*Work instructions*
a. Please decide whether each statement agrees with the article on upset prevention and recovery training, answering yes or no and quoting the words that decide it: (i) Loss of Control in Flight came to surpass Controlled Flight Into Terrain as a leading cause of airline accidents. (ii) Regulators have advised cutting back on manual handling practice in recurrency training. (iii) The air travel boom after World War II led to more intensive research into psychological and systemic elements of safety.
b. Extend the article on upset prevention and recovery training with a further paragraph that picks up after its final sentence.

Courtesy ASPTraining.com
The increasing focus, in recent years, on Upset Prevention and Recovery Training (UPRT) as a key safety goal in training for professional pilot licences, whose specifics are discussed elsewhere in this issue, is certainly something to be welcomed. The safety spotlight shifts from place to place as aviation evolves. For a long period, after the birth of aviation more than a century ago, ‘safety’ was centred on manual aircraft handling and navigational skills, tacitly accepting an underlying assumption that some pilots were simply better than others, and the sole guardians of safe flight. The post-World War II air travel boom sparked more intensive research into psychological and systemic elements in safety. Although slow enough to emerge into practical operations, they eventually opened the door to the current emphasis on human factors, both in the practices of the individual pilot herself, and in embedding organisational concepts such as Standard Operating Procedures (SOP), Crew Resource Management (CRM), and Safety Management Systems (SMS).
During all of this period the business of flying itself was becoming more and complex, as the insatiably increasing demand for air travel necessitated more of everything: more destinations, more seats (ie larger aeroplanes) more altitude, more speed, more economy. Relentlessly increasing demands on the skills of pilots were also attended by many technical advances. For aircraft control the most important of these was the development of autopilots and increasingly sophisticated flight management systems, introduced to reduce the burden of various physical and mental inputs into the pilot’s overall supervision of a flight. But this technical era has also engendered its share of problems: while machines and automatic systems relieve pilots of some of those motor-skill and mental aspects of flying, they necessarily affect, often reducing through lack of practice, the handling skills of individual pilots themselves. During this period Loss of Control in Flight (LOC-I) overtook Controlled Flight Into Terrain (CFIT) as a leading cause of airline accidents. The “automatics” have increased situational awareness, but only in parallel with a reduction, for many pilots, in hands-on ability to fly the aircraft.
Thus the modern pilot finds him or her-self sitting at the centre of an intricate web of human / machine / system interfaces, doing their best to retain complete command of the skills (or indeed the permissions) required to fly. It is challenging enough even in the normal flight regime: experienced captains have voiced concerns about the lack of confidence in many junior pilots to take fully manual control of large public transport aircraft, during what would once have been regarded as everyday tasks. Something as fundamental as flying a visual approach can become a serious challenge to pilots not used to executing them. This has led the leading regulatory agencies to recommend an increase of manual handling practice in both initial type rating and recurrency training.
To that extent pilots have reclaimed some of the right to be able to fly the aircraft directly by themselves during normal operations. The UPRT training initiatives have effectively extended that “right”, indeed necessity, into the non-normal regime. The currently-recommended protocols have taken some time to settle, affected by issues such as the fidelity of simulators outside the normal flight envelope, the peculiarities of high-altitude aerodynamics, and the validity of training, in light aircraft, manoeuvres which will be required to be flown in large, heavy, airliners.

*Information supplied*
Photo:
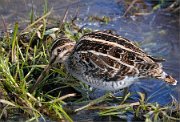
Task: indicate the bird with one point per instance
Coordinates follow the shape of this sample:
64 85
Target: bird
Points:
106 60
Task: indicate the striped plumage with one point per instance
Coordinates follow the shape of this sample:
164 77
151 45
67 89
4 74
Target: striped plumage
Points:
107 61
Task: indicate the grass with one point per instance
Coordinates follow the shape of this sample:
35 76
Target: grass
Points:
23 56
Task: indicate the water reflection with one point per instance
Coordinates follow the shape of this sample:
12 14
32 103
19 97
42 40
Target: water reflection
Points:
157 33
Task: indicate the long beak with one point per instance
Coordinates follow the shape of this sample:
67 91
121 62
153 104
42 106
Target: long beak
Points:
40 78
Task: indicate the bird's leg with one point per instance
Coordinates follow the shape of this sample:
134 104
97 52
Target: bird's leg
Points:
125 94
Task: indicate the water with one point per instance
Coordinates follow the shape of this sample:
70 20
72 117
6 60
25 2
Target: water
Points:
157 34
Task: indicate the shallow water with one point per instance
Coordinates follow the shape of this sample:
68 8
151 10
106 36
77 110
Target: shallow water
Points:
157 34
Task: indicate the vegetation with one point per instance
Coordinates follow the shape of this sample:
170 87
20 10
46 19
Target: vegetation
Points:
23 56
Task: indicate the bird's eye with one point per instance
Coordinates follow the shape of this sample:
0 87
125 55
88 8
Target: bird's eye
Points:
58 50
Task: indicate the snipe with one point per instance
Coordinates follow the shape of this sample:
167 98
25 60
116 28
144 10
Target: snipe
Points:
106 61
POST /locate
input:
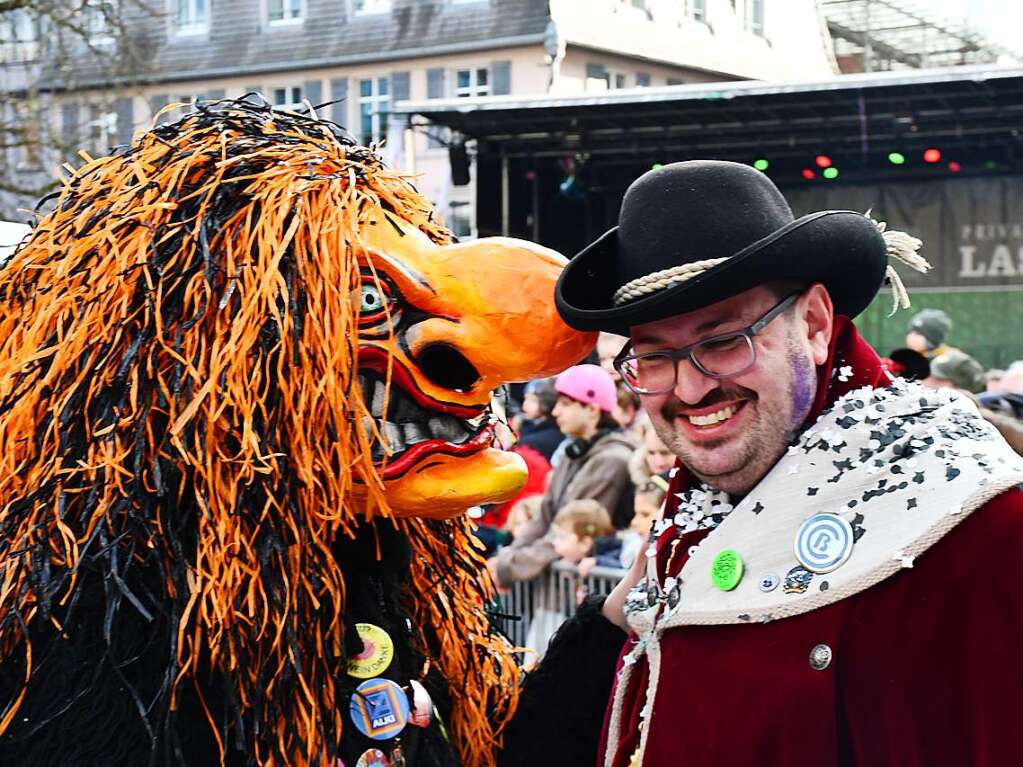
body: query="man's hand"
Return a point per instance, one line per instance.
(614, 605)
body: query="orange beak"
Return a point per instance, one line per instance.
(466, 318)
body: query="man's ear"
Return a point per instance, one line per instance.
(818, 314)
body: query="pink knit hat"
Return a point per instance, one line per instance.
(589, 385)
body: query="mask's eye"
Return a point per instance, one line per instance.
(372, 300)
(379, 302)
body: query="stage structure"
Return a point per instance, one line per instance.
(935, 152)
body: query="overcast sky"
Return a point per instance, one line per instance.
(1002, 20)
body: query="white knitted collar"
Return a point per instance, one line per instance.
(903, 465)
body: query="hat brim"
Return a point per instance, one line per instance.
(843, 250)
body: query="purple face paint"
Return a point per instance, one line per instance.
(802, 388)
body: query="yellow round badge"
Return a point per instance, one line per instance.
(376, 653)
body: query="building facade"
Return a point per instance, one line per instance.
(359, 57)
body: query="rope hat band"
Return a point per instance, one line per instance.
(898, 245)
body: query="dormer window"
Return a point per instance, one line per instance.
(191, 16)
(284, 11)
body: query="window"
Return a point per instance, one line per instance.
(102, 130)
(26, 135)
(18, 37)
(191, 16)
(755, 16)
(473, 83)
(288, 99)
(283, 11)
(98, 20)
(370, 6)
(374, 104)
(460, 220)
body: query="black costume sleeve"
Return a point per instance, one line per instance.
(561, 710)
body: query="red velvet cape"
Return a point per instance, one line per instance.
(926, 669)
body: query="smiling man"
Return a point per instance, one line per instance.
(820, 585)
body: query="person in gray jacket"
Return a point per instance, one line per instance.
(594, 466)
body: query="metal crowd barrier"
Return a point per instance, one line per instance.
(550, 597)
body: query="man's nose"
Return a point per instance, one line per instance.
(691, 385)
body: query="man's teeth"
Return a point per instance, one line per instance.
(712, 418)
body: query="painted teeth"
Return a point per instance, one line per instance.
(380, 399)
(409, 423)
(414, 433)
(712, 418)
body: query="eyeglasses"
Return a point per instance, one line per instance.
(718, 357)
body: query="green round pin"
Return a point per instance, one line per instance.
(726, 571)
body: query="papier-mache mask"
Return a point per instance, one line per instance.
(228, 347)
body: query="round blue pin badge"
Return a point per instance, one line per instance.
(824, 542)
(380, 709)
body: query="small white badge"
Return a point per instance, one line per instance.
(824, 542)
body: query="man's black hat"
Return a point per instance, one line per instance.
(694, 233)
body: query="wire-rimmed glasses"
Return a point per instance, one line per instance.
(718, 357)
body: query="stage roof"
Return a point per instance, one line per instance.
(968, 110)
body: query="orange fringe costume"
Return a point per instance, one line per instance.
(178, 410)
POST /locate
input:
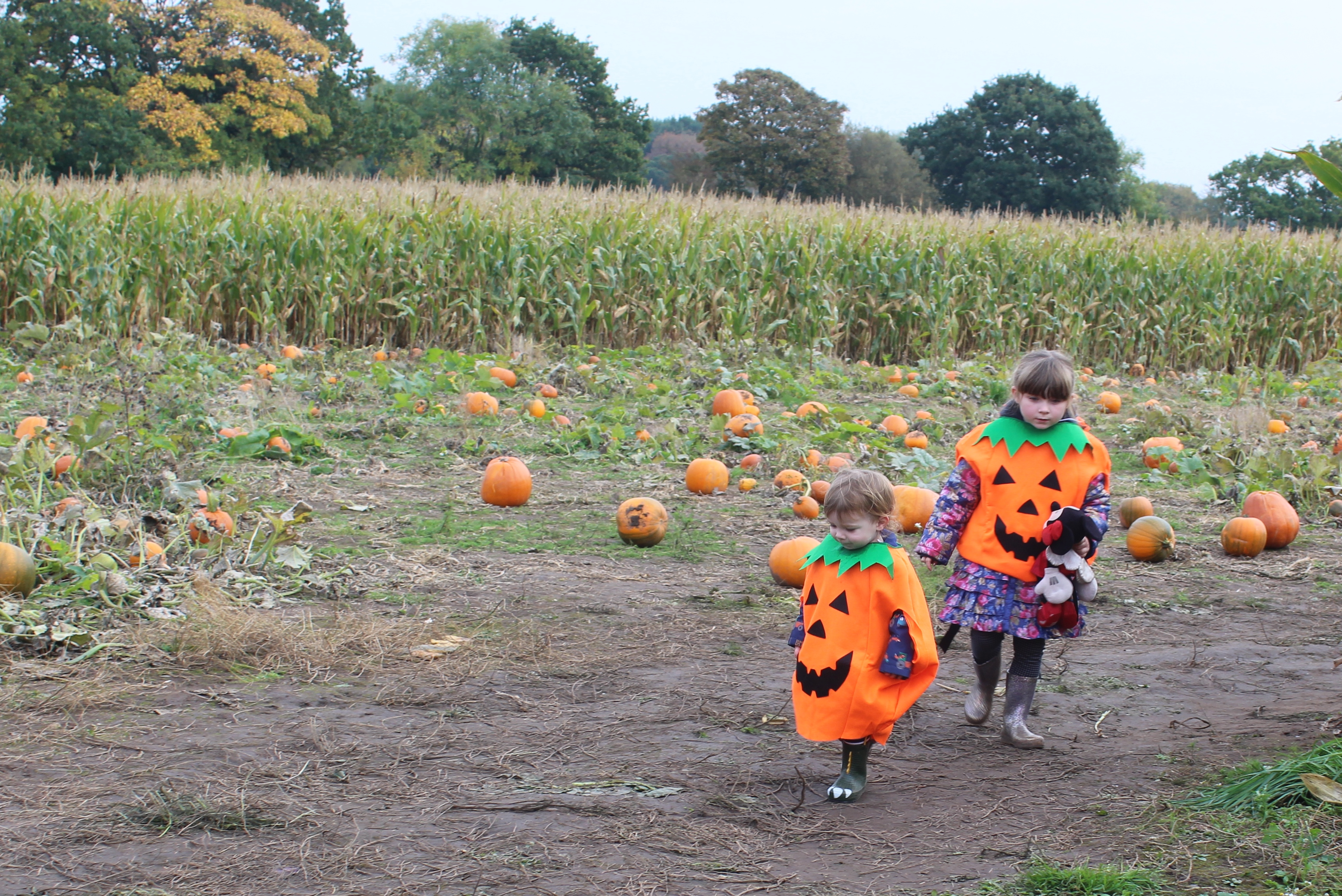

*Answer set*
a.
(i) Yes: "During this period Loss of Control in Flight (LOC-I) overtook Controlled Flight Into Terrain (CFIT) as a leading cause of airline accidents."
(ii) No: "This has led the leading regulatory agencies to recommend an increase of manual handling practice in both initial type rating and recurrency training."
(iii) Yes: "The post-World War II air travel boom sparked more intensive research into psychological and systemic elements in safety."

b.
Instructors training pilots ab-initio in basic flying skills may feel left somewhat out of this loop, given that UPRT is presented as a later, specialist element in the syllabus, requiring suitably qualified trainers. However from the beginning there are many opportunities for instructors at all levels to contribute to the success of these programmes. Key among these are an insistence, from the get-go, on deep understanding by students of core flying skills, and on exactitude in their practice. A significant part of the UPRT programme is based not just in actual handling but on meaningful academic comprehension of the aerodynamics and control techniques involved in recovery from unusual attitudes and energy states. An equivalent focus by instructors on imparting and testing aerodynamic concepts during early training, will lay invaluable groundwork for this more advanced learning. For this to be fully effective, instructors who are not directly involved in delivering formal UPRT training, should nonetheless familiarise themselves with its elements. Thus, during early stall/spin and unusual attitude recovery training, commercial students could be imparted an accurate picture of what is to come later, and also a hunger for deeper learning when the time comes for UPRT. For this to be effective it is important that course designers ensure that there are no conflicts between both sets of training goals, for instance between the understanding of differences between straight- and swept-wing aerodynamics, or between specific recovery techniques in different types and sizes of aircraft.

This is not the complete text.